(Referring expression data)
▼
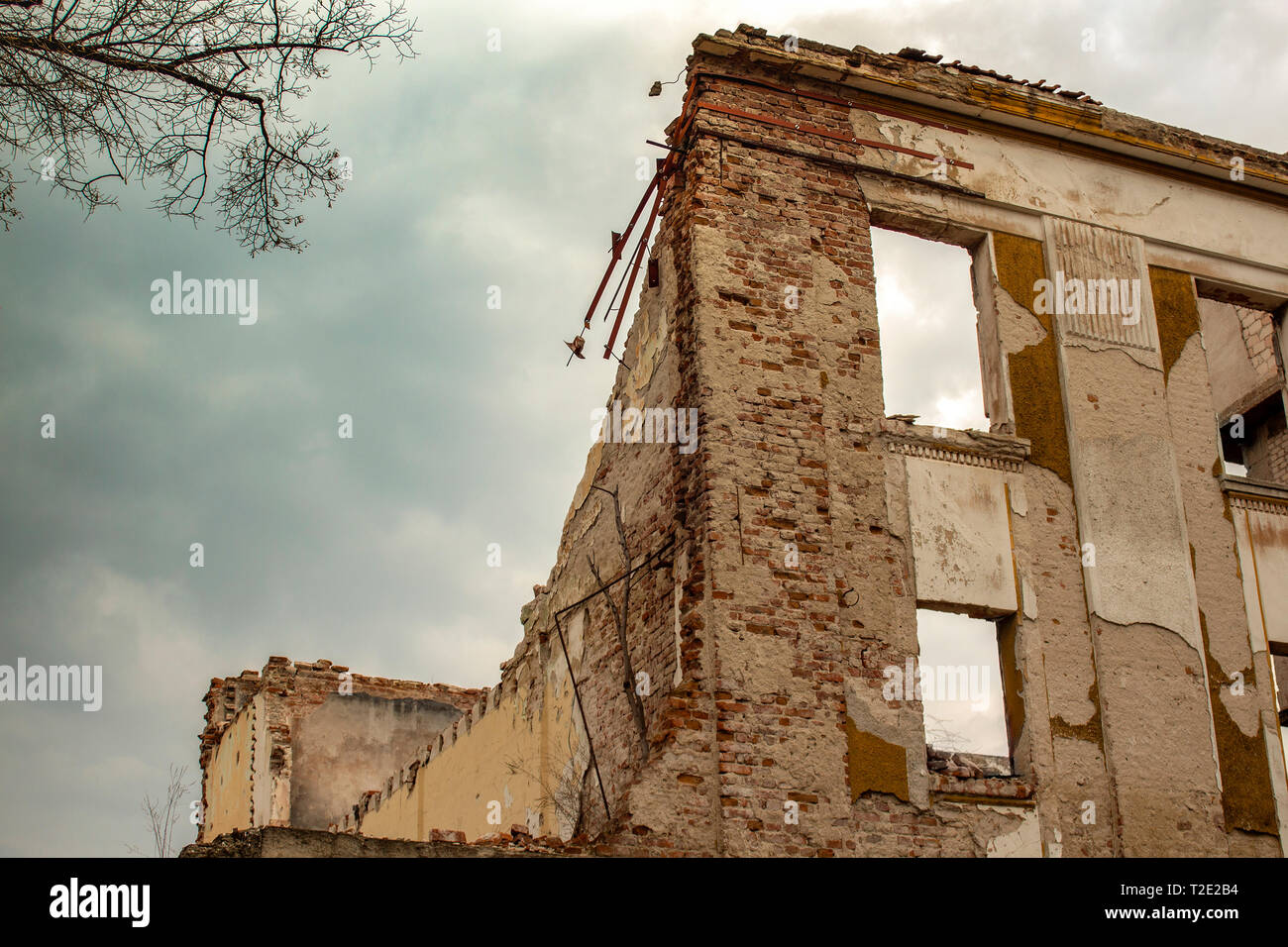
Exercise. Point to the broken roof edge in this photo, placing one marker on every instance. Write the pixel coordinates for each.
(969, 91)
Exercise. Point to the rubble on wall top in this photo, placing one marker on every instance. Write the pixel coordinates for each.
(958, 86)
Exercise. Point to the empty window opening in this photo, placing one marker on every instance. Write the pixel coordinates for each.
(962, 697)
(928, 347)
(1254, 442)
(1240, 337)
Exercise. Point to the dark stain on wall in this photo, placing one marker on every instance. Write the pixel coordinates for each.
(1247, 795)
(1176, 309)
(876, 766)
(1089, 731)
(1034, 368)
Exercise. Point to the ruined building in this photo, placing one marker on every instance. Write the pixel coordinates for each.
(1122, 526)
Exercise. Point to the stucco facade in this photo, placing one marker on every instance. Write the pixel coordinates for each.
(776, 571)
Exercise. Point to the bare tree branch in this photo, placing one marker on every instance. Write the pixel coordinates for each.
(162, 814)
(147, 89)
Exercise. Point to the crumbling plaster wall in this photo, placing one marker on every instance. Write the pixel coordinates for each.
(250, 772)
(1103, 467)
(523, 757)
(794, 573)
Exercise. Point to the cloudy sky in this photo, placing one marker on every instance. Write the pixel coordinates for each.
(472, 169)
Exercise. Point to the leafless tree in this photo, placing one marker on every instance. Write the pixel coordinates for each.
(94, 90)
(163, 814)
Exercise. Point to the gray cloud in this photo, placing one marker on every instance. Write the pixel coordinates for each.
(471, 170)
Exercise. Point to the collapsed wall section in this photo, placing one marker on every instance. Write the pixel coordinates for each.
(286, 745)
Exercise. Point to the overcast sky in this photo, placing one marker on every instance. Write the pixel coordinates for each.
(472, 169)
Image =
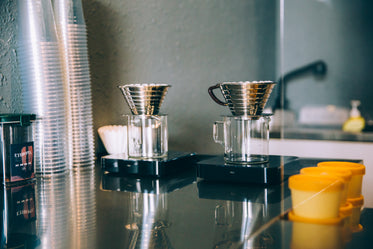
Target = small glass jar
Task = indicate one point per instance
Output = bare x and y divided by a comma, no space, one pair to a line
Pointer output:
16,148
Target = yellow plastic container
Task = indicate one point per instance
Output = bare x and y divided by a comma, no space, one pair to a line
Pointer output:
316,234
344,174
357,204
316,197
357,170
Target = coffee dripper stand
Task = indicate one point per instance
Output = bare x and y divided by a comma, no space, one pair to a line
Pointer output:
246,101
147,134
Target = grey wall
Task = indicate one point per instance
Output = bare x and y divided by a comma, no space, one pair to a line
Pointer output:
340,33
189,44
194,44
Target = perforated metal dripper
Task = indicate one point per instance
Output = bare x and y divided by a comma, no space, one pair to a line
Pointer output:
144,99
245,97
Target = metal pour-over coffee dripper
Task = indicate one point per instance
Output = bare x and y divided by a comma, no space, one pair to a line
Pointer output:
144,99
245,97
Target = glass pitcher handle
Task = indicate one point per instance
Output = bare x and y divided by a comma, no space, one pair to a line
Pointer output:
212,95
218,136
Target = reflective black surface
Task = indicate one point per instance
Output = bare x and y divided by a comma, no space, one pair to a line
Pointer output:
94,209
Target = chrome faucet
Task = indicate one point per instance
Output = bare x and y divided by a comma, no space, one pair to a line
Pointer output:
317,68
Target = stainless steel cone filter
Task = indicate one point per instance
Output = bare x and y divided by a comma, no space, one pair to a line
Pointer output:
244,98
144,99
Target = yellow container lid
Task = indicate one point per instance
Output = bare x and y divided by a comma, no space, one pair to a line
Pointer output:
356,202
344,174
315,183
346,209
356,168
329,221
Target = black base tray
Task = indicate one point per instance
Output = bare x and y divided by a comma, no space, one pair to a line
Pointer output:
215,169
139,184
175,162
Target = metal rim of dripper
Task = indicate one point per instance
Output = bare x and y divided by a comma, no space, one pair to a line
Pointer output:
145,98
247,116
249,98
238,83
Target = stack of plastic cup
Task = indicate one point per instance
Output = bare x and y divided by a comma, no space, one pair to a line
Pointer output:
83,211
42,84
53,204
72,34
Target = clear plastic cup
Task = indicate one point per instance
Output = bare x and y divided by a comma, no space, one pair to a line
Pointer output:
244,138
147,136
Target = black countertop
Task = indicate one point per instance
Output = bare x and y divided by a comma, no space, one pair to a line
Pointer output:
93,209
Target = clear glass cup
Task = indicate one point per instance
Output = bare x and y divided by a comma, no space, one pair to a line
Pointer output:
147,136
244,138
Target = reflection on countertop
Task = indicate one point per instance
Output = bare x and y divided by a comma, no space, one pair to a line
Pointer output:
321,133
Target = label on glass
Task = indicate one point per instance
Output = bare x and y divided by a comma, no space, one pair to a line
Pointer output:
23,204
21,161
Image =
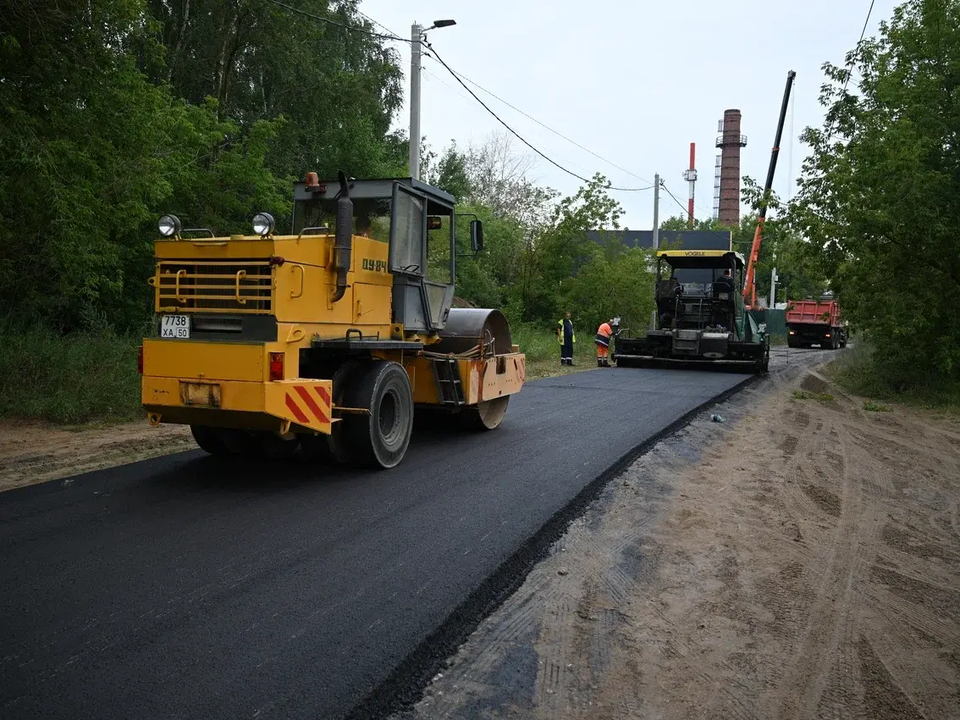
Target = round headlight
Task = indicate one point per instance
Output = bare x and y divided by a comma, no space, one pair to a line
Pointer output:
263,224
169,225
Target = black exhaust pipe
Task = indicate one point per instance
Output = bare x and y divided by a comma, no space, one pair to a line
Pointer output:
344,236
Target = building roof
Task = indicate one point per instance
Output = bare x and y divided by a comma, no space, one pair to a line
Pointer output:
682,239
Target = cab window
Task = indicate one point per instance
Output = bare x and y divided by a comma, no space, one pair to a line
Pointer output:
439,242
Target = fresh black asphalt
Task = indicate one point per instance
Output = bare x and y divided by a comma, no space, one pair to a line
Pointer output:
185,587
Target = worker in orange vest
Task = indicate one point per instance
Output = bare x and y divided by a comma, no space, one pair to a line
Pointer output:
603,343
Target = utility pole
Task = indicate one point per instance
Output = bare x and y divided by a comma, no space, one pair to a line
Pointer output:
416,40
656,212
416,32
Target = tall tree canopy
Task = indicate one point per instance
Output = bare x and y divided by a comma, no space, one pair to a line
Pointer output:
880,195
114,111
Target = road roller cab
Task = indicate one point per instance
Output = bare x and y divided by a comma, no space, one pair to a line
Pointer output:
326,341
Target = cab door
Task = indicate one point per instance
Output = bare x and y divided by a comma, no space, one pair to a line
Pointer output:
408,259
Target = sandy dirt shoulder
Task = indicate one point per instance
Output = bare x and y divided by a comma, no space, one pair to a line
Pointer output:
33,452
800,560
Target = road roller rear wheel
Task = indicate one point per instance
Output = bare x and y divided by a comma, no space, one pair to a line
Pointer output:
209,439
379,439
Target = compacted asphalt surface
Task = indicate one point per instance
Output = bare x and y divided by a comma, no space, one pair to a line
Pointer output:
187,587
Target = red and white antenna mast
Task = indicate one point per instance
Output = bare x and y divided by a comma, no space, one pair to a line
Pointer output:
690,175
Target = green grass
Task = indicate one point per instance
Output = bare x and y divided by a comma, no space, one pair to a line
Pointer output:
69,379
857,371
543,351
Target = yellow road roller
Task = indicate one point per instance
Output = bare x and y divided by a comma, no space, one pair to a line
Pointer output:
325,342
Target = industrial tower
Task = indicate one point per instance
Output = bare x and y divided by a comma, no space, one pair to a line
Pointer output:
726,193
▲
▸ WHAT TO DO:
In the entries above, how many lines contain the word "plastic"? Answer with the number only.

▸ ANSWER BOX:
3